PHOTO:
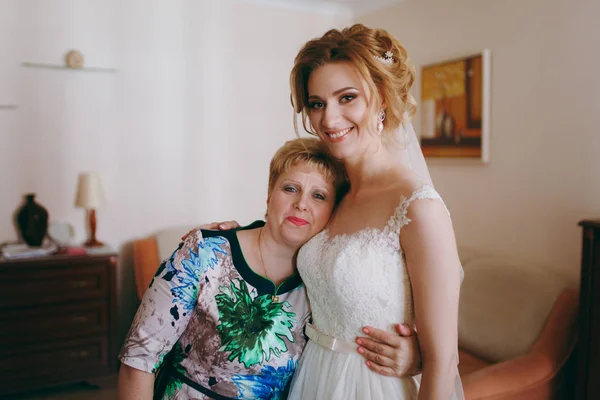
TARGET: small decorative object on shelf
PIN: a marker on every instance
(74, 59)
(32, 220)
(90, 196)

• • • • •

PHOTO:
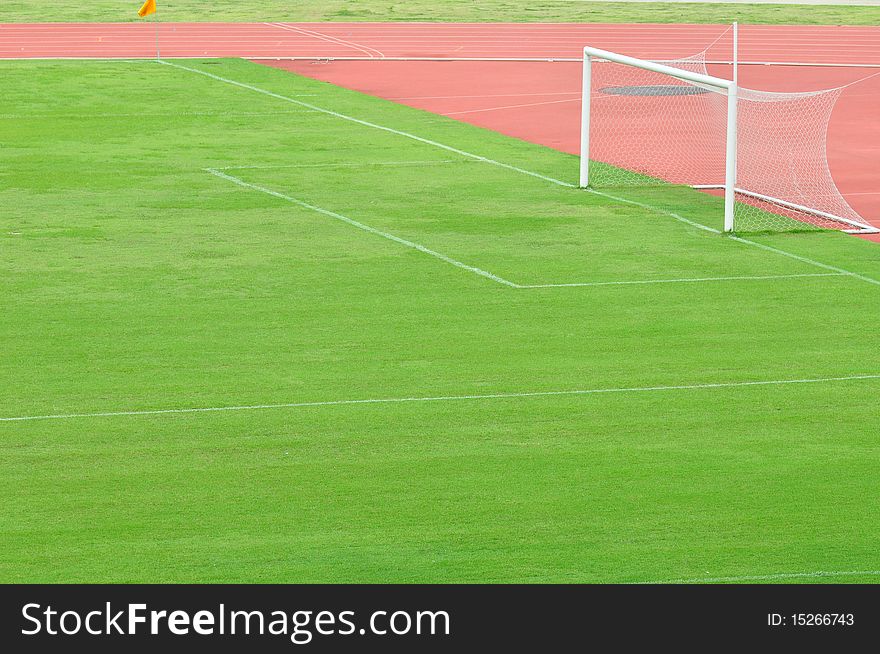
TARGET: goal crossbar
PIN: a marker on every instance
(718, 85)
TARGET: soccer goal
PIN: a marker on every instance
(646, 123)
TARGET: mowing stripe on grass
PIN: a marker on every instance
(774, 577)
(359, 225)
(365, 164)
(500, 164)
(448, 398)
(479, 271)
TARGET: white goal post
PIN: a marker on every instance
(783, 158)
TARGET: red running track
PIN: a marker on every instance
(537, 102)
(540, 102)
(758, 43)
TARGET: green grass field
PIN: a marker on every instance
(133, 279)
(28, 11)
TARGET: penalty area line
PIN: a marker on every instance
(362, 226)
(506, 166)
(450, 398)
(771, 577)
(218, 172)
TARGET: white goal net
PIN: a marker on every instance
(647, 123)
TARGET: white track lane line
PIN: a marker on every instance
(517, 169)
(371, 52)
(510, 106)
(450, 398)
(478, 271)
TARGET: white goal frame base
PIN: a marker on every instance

• • • • •

EXERCISE REQUIREMENTS:
List each line of the data above that contains the string "TARGET". Case counts.

EXPECTED ANSWER:
TARGET: small decorative object on shelf
TARGET: goal crossbar
TARGET: soccer goal
TARGET: mowing stripe on grass
TARGET: white goal post
TARGET: red running track
TARGET: green grass field
TARGET: penalty area line
TARGET: white goal net
TARGET: white track lane line
TARGET: white goal frame base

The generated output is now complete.